#### Task instructions
Return each line of the records below that contains the word "chick", copying every such line in full.

#### Data supplied
-.-.-

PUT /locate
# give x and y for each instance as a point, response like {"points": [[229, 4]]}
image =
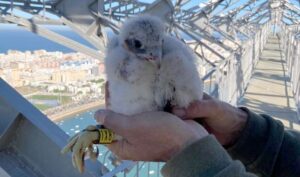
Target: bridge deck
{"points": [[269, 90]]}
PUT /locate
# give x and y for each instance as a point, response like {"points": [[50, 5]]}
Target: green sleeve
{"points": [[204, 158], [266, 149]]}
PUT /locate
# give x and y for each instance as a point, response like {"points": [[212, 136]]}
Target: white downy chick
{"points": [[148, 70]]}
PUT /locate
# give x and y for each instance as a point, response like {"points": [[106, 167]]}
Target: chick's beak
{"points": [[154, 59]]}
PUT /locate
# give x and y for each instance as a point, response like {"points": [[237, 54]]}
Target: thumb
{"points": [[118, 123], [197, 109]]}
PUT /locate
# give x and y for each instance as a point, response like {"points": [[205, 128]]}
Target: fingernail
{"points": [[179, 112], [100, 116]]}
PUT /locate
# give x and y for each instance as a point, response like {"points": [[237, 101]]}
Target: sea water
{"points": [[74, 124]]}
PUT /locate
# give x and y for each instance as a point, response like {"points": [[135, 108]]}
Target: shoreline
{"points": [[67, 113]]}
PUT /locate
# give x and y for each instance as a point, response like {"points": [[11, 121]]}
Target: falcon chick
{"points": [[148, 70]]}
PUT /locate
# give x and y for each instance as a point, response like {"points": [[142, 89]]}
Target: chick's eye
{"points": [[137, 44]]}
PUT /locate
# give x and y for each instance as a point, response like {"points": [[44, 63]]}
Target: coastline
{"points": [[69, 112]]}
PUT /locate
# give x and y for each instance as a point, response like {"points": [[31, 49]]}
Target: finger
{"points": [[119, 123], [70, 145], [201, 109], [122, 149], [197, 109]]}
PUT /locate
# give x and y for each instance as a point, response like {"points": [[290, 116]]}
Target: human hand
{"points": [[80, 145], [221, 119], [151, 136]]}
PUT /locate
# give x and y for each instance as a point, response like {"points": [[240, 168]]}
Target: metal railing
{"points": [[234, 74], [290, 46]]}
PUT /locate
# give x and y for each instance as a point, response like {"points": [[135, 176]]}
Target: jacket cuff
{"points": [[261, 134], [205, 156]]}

-.-.-

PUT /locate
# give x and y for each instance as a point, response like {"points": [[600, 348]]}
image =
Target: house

-.-.-

#### Task output
Target: white downy chick
Target: chick's beak
Target: falcon chick
Target: chick's eye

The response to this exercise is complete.